- _Exercise aim_
Locate each line in the entries below that contains the word "dark", matching case exactly, and copy those lines.

(Rows from a dataset)
☆ ☆ ☆ ☆ ☆
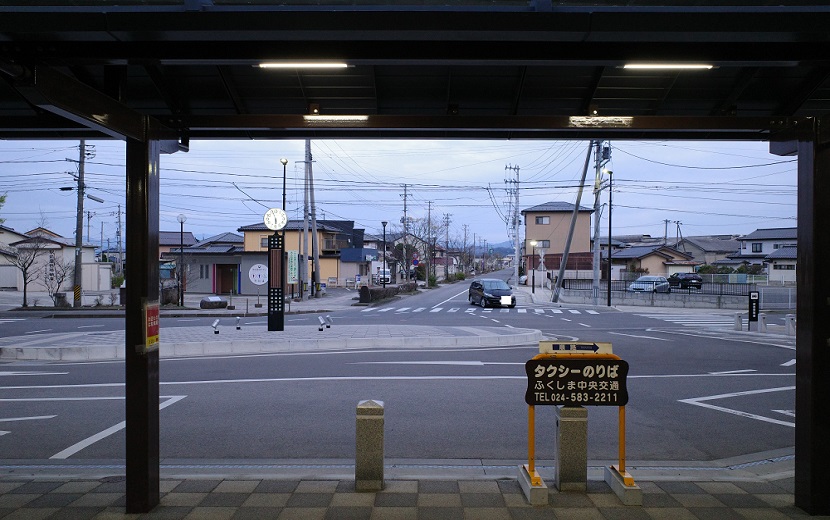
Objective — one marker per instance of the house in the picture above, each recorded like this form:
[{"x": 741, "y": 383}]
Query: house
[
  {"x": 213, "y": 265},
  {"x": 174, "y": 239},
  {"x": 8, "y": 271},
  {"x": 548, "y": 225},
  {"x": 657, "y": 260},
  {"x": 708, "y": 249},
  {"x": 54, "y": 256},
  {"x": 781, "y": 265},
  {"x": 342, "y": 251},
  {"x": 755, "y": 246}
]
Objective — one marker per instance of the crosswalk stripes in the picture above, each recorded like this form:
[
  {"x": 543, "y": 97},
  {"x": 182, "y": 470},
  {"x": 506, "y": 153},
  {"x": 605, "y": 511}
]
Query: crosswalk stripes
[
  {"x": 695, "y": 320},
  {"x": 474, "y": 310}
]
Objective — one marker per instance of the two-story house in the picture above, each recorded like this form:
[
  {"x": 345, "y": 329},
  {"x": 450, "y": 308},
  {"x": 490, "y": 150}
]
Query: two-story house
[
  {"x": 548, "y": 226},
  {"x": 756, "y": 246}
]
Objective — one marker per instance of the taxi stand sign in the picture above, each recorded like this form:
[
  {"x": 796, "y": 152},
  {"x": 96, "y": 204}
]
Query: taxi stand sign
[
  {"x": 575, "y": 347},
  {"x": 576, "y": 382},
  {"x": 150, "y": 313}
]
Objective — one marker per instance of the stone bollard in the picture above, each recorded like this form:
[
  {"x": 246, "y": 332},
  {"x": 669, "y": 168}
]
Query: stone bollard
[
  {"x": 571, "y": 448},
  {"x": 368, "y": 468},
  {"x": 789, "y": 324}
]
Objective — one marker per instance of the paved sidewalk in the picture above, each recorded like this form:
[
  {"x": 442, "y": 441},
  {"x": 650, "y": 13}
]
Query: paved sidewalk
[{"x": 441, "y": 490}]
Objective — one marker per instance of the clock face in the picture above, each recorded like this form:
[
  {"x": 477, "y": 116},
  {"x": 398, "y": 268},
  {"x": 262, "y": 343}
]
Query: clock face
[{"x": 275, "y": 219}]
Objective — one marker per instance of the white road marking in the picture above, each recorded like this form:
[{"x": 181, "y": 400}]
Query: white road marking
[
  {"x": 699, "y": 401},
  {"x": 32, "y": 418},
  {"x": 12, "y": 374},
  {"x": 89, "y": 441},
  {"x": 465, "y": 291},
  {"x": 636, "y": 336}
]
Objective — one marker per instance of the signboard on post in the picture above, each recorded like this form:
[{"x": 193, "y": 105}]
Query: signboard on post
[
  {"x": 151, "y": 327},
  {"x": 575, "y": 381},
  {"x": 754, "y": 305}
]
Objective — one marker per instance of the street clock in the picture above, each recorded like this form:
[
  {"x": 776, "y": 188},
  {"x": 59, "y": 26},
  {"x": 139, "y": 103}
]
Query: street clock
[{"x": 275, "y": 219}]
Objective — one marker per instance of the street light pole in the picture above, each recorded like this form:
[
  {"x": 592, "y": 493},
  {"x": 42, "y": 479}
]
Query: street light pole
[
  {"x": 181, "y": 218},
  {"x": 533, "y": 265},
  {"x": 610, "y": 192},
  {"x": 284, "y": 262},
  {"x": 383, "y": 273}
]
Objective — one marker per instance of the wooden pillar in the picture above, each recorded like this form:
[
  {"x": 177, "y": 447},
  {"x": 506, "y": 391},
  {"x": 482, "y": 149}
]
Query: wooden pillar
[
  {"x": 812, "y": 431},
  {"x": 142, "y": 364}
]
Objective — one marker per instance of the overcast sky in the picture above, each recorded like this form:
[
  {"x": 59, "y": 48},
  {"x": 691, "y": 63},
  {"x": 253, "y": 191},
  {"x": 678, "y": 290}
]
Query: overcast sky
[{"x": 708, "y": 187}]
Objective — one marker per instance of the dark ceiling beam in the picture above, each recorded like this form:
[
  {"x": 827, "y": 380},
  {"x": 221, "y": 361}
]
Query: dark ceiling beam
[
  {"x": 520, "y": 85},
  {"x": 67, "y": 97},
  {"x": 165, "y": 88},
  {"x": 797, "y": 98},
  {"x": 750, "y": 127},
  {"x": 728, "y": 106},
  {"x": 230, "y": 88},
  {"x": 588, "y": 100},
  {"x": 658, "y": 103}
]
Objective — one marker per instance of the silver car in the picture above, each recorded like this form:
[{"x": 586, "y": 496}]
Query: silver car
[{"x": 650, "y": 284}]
☆ ☆ ☆ ☆ ☆
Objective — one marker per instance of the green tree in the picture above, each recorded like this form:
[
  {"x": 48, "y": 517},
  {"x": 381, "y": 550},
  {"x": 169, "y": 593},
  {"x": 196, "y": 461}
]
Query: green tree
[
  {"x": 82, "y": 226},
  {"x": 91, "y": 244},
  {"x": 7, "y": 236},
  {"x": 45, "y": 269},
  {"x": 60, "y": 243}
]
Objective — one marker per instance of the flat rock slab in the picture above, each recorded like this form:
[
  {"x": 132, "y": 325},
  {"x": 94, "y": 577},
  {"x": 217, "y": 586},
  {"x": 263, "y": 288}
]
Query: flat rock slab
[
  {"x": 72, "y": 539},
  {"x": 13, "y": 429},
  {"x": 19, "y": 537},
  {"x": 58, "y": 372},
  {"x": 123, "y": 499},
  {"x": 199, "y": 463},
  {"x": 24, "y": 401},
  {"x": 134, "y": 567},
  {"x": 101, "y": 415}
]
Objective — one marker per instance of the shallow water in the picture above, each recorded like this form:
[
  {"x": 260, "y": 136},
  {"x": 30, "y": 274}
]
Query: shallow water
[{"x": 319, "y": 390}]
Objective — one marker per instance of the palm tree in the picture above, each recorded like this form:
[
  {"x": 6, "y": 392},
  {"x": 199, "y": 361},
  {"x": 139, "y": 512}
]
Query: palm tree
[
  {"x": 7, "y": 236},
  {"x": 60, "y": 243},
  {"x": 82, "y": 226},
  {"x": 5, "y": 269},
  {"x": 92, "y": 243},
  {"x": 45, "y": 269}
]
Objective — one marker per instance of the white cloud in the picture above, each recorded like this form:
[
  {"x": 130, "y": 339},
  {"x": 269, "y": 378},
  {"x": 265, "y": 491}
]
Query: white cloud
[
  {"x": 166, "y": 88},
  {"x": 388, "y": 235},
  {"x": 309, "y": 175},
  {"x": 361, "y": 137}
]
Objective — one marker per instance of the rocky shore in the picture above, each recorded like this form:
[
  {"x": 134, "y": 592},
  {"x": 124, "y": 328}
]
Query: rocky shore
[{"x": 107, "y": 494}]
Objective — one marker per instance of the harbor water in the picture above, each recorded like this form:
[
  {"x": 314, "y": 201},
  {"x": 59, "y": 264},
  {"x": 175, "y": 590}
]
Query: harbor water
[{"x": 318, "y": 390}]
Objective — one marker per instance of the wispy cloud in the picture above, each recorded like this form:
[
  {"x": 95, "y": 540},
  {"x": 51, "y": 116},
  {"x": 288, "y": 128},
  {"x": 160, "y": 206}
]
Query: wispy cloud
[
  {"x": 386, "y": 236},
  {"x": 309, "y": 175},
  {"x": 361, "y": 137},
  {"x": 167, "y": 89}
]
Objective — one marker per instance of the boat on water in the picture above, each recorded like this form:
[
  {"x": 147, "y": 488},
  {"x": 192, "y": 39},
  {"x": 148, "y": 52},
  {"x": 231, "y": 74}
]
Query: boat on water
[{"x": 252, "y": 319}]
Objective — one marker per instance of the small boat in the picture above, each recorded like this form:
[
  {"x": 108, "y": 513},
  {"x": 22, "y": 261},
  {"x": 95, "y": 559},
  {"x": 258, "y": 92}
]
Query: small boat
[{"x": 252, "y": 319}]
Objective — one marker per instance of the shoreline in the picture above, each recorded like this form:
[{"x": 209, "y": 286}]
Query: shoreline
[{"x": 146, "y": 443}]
☆ ☆ ☆ ☆ ☆
- _Complete output_
Objective — one marker per instance of the dark ceiling beam in the picture above, each recorded like this form:
Query: dark ceiling beam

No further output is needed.